Work instruction: All lines from the one containing "of the brick" through the end of the data below are to be transcribed exactly. Leave out the rest.
(Supplied material begins)
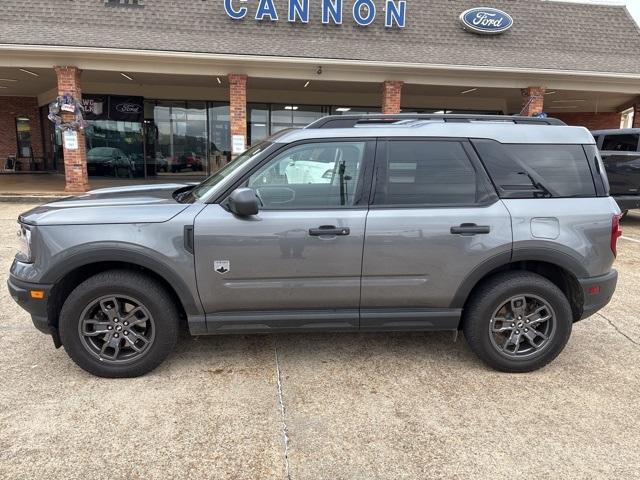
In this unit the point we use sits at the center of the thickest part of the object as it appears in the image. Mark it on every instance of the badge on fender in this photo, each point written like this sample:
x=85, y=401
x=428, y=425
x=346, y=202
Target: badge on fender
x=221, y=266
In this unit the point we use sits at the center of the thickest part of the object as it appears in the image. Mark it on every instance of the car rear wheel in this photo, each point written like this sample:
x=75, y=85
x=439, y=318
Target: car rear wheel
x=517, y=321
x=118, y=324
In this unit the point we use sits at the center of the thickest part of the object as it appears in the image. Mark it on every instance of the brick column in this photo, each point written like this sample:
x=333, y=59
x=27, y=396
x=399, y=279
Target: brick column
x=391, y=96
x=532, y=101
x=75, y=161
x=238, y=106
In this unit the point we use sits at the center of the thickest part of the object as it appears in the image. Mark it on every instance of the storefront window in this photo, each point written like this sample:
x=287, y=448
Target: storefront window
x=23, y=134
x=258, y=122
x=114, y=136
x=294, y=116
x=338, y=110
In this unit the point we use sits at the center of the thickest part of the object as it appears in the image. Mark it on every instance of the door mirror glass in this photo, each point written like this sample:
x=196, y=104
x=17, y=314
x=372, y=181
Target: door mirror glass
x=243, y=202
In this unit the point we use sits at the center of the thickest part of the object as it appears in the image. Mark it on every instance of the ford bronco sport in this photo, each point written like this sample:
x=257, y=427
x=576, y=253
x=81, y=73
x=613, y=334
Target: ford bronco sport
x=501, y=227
(Supplied material ends)
Exercise result:
In this unit the point we use sits at the center of the thickest part of the object as it appears in the image. Mark it on every instance of the brick column in this photo, each point written like this sample:
x=333, y=59
x=27, y=396
x=399, y=279
Target: brick column
x=391, y=96
x=532, y=101
x=75, y=161
x=238, y=106
In this unit the point we use sits at the center of the thickest part of the object as it appears in the image. Mark it on every instance of the storefront window in this photo, each point written like this sample:
x=287, y=448
Target: storefront window
x=23, y=134
x=258, y=122
x=114, y=136
x=294, y=116
x=338, y=110
In this unit the point we use sits at the center of the thickest part of the object as it appears in the image. Mark it on every instance of the door mirror glass in this photo, each point written like this sample:
x=196, y=104
x=17, y=314
x=372, y=181
Target: door mirror glass
x=243, y=202
In this unit the point we use sits at the center of the thickest part of the object as it appears in the image. Mark it on every instance of the ford bronco sport in this photo, each point written like this sample:
x=257, y=427
x=576, y=253
x=81, y=73
x=613, y=334
Target: ford bronco sport
x=501, y=227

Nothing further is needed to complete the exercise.